**Data for analysis**

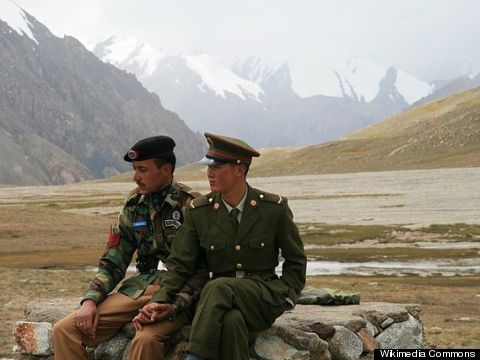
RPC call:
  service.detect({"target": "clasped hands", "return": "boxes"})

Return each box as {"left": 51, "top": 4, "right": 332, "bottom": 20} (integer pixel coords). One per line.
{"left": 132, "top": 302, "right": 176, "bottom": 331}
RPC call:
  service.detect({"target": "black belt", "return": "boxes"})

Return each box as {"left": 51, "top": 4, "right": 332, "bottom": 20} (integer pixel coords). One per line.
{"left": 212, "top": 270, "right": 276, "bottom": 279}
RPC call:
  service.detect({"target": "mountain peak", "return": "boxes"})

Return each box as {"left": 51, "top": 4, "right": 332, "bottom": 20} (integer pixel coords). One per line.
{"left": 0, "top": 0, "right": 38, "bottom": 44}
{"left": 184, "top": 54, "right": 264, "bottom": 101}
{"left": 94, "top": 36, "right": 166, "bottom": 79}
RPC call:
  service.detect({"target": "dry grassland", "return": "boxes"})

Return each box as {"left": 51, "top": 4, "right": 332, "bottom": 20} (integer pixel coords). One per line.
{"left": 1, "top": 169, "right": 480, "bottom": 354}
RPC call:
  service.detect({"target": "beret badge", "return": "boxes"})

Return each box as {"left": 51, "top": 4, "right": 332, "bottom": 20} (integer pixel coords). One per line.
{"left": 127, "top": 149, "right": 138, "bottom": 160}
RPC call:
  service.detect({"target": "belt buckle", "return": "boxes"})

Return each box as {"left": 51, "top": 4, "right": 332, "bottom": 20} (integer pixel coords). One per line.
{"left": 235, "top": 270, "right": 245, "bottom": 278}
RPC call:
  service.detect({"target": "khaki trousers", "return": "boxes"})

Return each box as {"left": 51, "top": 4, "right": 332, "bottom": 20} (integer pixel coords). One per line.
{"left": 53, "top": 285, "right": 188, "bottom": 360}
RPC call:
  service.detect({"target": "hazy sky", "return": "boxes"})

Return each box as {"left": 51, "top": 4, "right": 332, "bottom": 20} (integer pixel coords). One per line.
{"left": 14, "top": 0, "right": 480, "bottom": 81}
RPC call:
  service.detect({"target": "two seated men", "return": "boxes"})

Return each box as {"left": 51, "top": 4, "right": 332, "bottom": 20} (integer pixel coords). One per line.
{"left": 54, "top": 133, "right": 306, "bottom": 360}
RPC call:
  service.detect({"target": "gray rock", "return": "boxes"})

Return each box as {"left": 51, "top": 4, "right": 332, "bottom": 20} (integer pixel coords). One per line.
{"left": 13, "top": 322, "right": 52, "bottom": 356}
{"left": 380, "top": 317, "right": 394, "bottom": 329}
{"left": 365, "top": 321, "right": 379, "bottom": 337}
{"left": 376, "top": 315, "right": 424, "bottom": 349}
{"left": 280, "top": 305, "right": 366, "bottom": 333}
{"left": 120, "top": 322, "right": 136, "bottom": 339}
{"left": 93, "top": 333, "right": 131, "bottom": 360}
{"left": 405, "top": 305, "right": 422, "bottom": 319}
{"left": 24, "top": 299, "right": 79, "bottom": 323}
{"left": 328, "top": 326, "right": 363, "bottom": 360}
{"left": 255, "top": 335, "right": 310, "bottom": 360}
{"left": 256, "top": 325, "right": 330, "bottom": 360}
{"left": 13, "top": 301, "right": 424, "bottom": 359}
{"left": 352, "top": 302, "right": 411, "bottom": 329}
* * *
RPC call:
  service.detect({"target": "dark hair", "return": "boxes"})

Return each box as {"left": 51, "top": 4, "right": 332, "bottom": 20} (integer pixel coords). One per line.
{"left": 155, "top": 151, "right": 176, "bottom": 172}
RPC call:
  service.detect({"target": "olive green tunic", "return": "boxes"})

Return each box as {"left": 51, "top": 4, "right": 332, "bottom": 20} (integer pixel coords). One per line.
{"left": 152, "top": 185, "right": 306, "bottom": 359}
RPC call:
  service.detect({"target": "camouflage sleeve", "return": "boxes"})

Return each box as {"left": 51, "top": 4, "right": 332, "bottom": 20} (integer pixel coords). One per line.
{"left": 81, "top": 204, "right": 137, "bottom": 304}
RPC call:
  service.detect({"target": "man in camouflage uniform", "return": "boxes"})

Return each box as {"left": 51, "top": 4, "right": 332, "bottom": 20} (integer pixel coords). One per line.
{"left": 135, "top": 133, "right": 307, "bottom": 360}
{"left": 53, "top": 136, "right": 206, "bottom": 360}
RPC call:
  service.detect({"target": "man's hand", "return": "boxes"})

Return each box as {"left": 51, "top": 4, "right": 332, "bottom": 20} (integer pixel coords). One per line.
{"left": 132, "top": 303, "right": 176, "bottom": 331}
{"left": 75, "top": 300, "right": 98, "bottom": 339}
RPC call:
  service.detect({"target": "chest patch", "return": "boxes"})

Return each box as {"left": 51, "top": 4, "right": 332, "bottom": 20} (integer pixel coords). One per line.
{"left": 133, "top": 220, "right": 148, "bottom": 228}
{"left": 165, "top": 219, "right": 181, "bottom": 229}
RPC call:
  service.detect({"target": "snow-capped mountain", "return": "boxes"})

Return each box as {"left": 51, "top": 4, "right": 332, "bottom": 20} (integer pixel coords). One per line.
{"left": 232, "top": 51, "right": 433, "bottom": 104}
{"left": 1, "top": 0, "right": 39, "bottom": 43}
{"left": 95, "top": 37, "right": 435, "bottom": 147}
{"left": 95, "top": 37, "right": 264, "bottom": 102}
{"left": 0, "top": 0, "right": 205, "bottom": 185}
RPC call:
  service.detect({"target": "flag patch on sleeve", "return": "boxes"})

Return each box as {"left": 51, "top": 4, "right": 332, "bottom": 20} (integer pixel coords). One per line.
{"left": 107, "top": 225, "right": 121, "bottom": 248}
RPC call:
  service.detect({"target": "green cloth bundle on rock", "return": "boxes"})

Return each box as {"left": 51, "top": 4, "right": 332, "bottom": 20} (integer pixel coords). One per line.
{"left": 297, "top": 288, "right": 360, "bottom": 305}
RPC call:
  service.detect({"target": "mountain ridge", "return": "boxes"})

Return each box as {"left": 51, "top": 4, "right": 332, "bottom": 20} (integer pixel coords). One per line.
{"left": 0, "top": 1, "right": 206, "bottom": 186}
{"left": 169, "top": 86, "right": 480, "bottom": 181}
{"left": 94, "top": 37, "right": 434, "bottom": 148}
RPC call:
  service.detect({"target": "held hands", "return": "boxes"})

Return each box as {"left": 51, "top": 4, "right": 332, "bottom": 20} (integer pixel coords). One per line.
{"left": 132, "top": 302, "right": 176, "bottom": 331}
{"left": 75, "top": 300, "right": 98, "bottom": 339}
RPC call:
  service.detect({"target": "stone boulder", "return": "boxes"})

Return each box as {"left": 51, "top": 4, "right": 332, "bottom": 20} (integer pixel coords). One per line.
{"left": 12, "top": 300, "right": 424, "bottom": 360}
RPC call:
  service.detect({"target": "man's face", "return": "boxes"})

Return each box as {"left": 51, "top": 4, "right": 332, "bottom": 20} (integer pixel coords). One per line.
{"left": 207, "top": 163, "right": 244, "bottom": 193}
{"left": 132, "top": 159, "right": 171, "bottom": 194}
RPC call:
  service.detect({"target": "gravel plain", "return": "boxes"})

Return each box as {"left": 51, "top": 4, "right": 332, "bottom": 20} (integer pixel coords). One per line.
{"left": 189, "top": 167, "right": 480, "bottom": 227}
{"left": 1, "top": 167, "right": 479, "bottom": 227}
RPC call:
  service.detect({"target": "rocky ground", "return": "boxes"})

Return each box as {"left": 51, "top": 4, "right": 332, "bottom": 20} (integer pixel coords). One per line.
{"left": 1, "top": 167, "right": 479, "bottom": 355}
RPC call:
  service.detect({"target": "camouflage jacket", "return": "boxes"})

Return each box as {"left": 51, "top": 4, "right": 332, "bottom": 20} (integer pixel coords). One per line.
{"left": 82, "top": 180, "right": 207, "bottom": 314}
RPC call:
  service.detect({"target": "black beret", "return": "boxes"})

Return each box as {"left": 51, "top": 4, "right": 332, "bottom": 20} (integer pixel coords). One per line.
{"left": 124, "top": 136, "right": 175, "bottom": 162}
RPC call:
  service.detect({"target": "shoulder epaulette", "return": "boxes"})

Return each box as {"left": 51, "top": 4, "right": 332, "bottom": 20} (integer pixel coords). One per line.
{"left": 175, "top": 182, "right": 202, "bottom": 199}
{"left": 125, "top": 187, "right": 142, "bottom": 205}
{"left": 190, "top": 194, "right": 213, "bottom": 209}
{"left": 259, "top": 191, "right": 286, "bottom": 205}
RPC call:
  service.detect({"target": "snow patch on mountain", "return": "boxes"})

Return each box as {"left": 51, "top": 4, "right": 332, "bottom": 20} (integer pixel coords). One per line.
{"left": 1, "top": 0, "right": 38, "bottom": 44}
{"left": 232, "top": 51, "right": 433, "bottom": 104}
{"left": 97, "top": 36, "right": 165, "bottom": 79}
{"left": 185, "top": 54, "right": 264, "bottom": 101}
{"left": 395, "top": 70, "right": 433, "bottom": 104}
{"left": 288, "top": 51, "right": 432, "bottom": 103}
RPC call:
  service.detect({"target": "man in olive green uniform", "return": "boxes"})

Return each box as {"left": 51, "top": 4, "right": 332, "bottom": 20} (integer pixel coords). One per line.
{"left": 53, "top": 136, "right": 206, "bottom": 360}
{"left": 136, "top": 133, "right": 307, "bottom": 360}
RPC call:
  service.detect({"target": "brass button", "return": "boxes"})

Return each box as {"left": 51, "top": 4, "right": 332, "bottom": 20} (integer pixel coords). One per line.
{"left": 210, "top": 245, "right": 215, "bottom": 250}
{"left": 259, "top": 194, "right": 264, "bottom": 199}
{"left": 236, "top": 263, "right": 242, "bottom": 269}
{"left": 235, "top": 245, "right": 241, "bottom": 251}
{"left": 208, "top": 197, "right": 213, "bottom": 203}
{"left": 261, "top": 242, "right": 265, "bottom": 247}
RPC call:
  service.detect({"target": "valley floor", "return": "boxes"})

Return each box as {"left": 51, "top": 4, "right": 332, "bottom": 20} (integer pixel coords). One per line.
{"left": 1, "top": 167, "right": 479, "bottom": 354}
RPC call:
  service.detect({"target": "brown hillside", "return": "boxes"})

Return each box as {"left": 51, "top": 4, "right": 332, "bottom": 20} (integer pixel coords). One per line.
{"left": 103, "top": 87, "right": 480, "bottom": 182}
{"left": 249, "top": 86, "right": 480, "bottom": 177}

**Exercise aim**
Look through the records and gather each line with the word "uniform".

**Reply to the task**
  service.detect({"target": "man in camouflage uniform", "return": "boxes"})
  service.detect({"target": "man in olive green uniform", "return": "boxes"})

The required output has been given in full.